#### Data shown
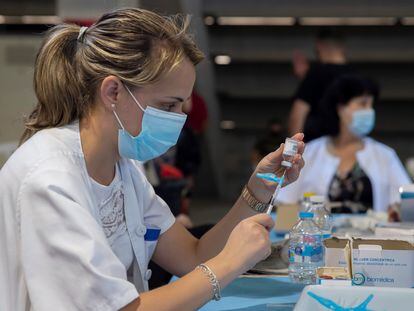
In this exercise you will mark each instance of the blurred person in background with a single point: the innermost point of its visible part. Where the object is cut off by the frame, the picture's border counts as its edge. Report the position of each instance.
(274, 136)
(305, 115)
(353, 171)
(79, 221)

#### Short task
Please render all the lines above as a numbered list, omitting the picture and any blank lines.

#### Task solution
1. In this exercise you will mark each instance of the blurred person in background with a single point: the innermost point of its visible part. Where the object is cut off by the frame, the picture's border counts as its edge. Report the position of each instance.
2. (274, 136)
3. (305, 115)
4. (353, 171)
5. (79, 221)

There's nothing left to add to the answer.